*** Given information Section Begins ***

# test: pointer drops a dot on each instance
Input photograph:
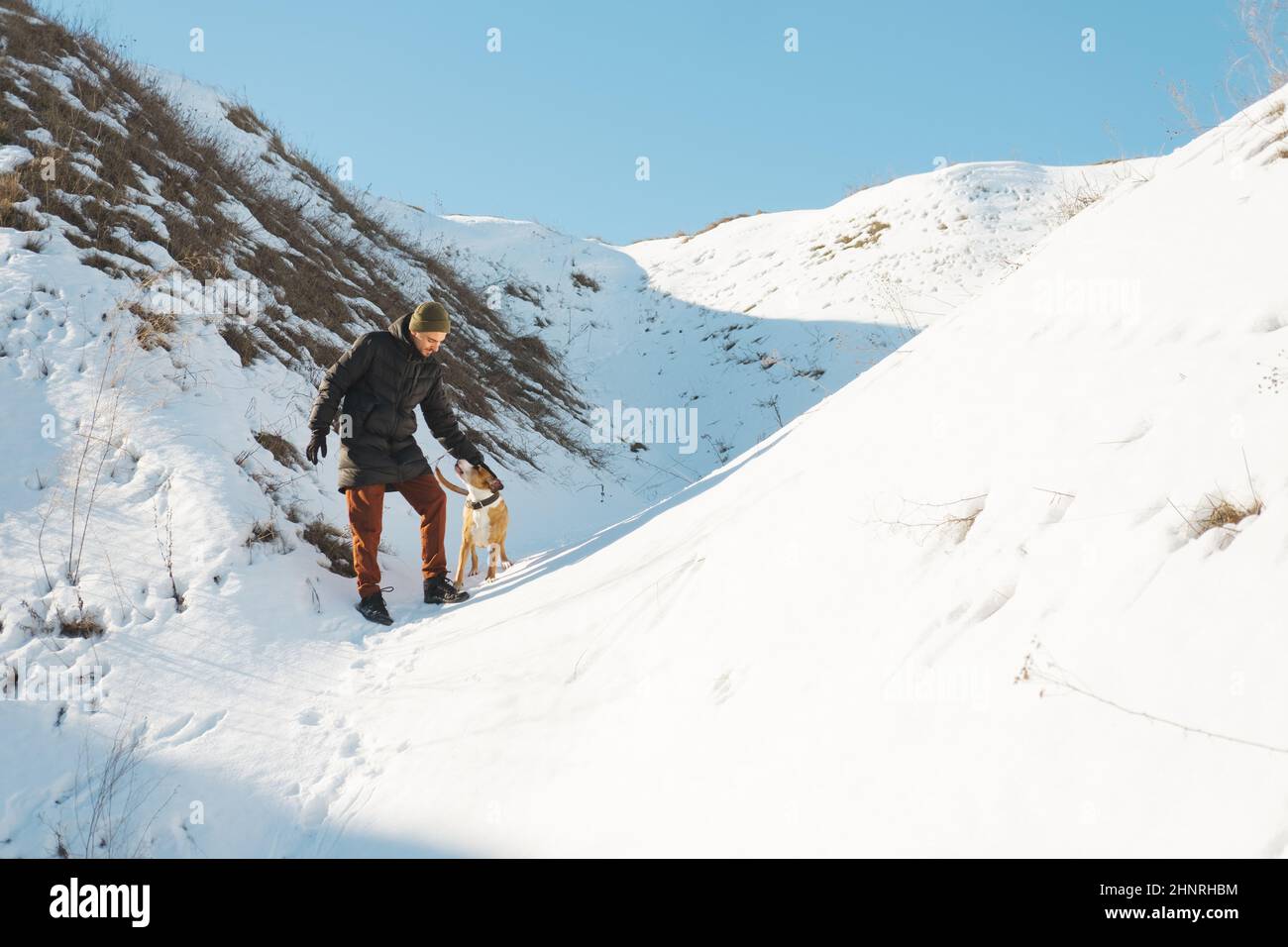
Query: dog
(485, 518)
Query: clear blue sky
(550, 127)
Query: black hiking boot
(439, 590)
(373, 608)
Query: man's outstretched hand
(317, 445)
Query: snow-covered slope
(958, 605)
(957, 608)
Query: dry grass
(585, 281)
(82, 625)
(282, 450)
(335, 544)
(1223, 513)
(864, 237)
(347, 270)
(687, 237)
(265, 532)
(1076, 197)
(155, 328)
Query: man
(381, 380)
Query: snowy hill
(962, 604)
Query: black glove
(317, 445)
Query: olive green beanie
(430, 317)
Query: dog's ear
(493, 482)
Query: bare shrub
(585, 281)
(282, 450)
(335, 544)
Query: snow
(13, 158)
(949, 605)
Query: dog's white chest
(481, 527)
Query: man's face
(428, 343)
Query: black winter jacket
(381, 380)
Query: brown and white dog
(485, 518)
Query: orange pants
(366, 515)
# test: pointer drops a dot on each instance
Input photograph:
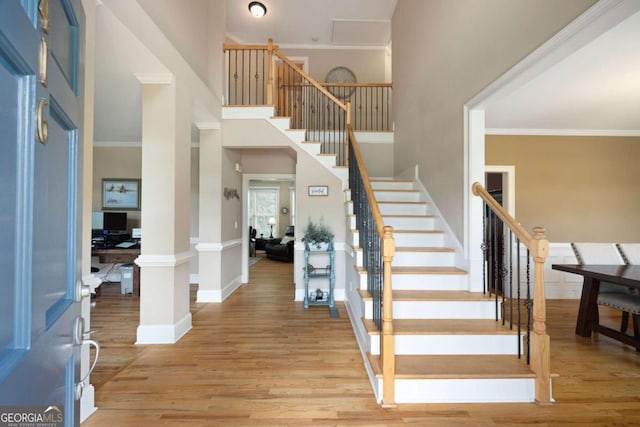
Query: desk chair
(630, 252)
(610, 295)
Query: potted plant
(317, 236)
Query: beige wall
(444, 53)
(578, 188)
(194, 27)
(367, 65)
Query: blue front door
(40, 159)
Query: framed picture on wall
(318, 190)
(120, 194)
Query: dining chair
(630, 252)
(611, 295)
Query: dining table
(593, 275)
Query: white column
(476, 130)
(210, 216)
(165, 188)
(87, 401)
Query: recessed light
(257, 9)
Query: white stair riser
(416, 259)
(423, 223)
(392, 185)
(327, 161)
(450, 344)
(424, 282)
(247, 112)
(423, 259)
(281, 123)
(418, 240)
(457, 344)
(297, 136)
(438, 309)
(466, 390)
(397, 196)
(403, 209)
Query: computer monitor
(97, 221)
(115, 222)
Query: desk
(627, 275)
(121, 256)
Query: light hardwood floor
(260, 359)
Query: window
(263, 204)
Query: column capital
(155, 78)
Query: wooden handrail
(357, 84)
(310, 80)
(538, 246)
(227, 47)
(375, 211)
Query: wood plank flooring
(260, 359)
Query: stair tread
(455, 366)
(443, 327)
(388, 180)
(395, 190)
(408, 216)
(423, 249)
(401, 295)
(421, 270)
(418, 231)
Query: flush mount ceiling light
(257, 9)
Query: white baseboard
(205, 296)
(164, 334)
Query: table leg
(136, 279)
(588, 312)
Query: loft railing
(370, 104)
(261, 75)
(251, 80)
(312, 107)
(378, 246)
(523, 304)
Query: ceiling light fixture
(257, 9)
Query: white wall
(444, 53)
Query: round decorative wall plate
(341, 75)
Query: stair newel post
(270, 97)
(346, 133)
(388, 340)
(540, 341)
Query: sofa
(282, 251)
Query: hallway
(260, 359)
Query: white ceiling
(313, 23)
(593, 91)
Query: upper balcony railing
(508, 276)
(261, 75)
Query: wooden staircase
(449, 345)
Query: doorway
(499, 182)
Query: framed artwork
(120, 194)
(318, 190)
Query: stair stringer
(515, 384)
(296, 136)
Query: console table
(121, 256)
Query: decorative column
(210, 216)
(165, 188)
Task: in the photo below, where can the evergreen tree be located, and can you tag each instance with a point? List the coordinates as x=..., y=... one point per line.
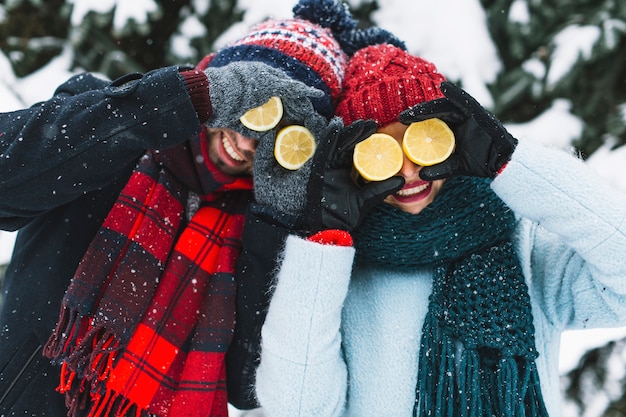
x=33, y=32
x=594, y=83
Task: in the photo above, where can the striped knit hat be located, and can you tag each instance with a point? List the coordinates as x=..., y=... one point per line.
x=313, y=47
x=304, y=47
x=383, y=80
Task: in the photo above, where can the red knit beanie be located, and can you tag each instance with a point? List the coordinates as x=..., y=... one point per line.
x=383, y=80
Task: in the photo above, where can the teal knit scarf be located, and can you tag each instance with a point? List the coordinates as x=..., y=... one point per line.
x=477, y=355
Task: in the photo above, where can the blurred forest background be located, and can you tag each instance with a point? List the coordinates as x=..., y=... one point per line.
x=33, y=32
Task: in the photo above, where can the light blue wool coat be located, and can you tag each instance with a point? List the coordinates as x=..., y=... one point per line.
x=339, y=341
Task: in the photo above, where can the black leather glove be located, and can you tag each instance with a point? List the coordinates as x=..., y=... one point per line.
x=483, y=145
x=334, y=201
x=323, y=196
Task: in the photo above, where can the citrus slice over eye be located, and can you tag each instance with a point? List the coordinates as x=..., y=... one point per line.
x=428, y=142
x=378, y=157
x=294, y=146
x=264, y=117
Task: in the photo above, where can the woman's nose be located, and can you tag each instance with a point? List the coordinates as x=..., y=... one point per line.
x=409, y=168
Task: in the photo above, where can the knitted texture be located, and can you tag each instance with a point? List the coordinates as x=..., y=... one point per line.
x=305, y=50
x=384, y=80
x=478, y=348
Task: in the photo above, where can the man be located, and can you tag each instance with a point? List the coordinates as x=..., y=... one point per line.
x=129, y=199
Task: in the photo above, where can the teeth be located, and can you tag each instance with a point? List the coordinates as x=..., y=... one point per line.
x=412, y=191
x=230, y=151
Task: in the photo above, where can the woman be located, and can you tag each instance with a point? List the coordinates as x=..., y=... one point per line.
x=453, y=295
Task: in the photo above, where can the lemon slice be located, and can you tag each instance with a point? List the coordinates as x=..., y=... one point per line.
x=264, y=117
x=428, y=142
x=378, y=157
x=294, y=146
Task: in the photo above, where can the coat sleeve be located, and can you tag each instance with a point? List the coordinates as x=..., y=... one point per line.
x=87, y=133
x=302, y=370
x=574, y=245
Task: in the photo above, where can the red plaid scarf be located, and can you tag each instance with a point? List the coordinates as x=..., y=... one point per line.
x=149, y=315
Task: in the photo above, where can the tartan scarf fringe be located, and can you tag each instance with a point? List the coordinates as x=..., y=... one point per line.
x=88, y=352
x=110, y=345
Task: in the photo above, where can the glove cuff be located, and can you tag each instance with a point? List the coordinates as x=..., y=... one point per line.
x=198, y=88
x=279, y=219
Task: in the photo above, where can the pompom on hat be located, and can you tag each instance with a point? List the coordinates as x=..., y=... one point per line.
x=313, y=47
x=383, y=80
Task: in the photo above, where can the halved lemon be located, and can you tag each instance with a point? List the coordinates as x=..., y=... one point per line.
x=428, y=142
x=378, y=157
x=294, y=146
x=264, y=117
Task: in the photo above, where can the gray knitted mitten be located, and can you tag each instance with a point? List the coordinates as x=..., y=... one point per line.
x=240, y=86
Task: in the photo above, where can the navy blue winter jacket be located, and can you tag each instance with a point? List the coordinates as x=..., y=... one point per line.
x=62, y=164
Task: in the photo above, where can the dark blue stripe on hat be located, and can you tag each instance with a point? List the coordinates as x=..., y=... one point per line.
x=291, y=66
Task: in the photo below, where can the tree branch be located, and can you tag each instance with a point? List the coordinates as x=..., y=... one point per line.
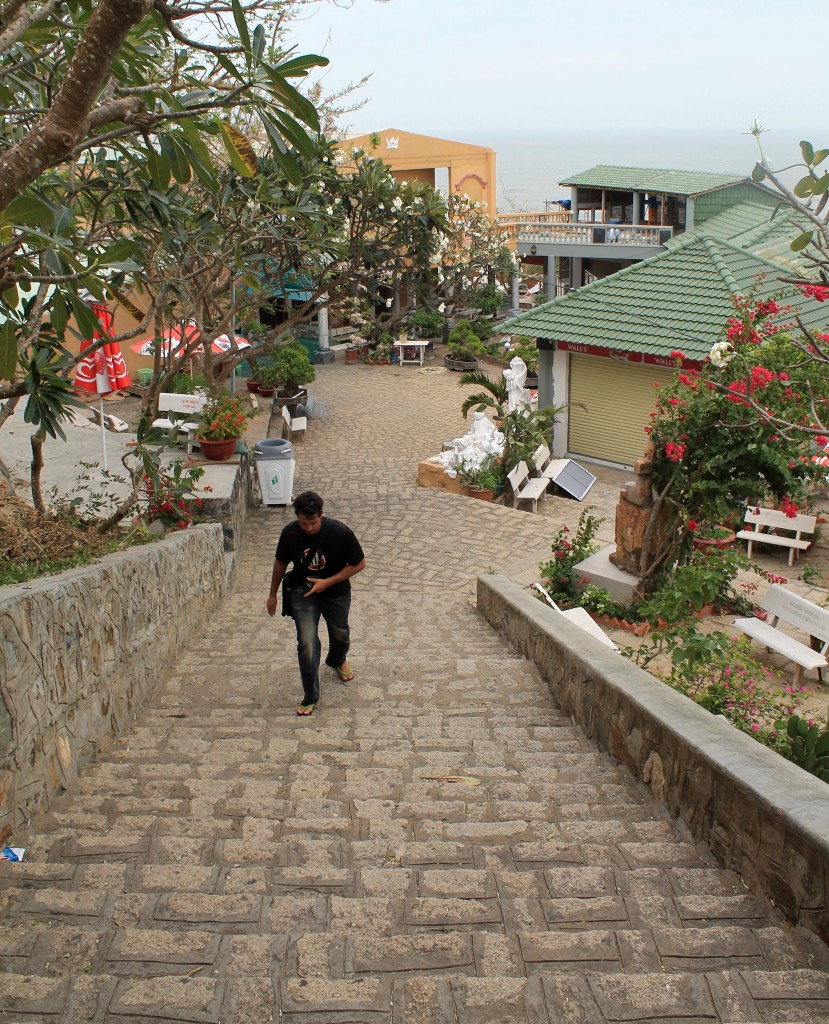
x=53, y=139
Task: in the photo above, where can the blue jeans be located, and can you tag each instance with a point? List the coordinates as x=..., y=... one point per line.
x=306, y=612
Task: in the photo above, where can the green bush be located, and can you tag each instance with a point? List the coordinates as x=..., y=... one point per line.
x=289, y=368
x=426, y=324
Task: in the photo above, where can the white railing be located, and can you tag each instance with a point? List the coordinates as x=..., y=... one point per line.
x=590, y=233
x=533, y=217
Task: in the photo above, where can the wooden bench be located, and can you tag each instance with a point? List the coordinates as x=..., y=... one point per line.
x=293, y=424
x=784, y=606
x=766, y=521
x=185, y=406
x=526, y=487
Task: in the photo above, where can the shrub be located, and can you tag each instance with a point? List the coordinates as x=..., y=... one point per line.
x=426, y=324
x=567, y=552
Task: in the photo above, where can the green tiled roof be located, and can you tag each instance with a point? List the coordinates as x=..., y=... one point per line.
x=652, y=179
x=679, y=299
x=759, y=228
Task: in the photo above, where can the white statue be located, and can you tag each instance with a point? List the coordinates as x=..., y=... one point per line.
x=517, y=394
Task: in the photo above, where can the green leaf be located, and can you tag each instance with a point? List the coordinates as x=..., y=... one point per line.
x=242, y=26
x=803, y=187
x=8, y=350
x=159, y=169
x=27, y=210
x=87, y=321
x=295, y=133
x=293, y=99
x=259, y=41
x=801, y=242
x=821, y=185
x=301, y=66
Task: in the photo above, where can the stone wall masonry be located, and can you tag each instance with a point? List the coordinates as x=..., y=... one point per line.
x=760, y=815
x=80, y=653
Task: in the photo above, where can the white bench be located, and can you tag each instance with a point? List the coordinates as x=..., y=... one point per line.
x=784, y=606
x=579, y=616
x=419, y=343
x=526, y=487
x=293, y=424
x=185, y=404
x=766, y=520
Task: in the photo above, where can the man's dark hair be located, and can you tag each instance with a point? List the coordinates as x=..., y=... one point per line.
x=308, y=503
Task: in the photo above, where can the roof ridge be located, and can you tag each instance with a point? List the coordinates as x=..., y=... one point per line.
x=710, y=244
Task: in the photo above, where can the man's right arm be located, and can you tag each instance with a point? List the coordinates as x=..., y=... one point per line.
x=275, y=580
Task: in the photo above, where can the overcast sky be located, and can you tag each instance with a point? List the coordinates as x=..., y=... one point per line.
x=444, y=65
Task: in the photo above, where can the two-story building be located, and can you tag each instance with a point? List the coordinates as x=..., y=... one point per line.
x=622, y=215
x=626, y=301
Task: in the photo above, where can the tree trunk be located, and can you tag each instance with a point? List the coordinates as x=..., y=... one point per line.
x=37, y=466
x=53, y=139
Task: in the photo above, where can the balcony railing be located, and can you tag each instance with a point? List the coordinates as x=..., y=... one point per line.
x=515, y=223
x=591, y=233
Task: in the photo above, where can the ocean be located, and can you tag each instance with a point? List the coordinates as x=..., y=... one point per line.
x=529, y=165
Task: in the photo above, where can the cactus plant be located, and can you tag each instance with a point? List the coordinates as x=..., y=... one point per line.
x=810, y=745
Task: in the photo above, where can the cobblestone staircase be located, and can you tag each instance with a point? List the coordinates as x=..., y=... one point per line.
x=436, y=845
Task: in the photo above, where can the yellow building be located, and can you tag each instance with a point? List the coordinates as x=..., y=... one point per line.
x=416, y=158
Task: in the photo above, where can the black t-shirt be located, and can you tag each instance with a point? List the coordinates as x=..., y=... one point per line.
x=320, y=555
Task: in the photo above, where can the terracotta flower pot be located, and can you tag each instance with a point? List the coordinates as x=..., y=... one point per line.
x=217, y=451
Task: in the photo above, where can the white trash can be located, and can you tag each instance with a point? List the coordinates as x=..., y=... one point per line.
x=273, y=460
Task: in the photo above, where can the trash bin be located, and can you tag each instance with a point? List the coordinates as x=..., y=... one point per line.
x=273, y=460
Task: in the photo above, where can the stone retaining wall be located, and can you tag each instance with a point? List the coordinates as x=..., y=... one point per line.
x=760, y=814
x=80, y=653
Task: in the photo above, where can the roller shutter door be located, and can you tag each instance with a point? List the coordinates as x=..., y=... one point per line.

*** Given information Section Ends ***

Goal of the exercise: A faithful copy of the lines from the line containing "Task: in the photo above, where can the stone retaining" to the end of the data should be set down, both ends included, and nothing more.

Answer to this task:
Task: in the photo above, where can the stone retaining wall be located, and can you tag each instance with a point? List the coordinates as x=..., y=... one point per line.
x=760, y=814
x=80, y=653
Task: in the photo above, where can the roller shutter door be located, and can you tag each instance with a point? List the coordinates as x=..., y=... one point per line.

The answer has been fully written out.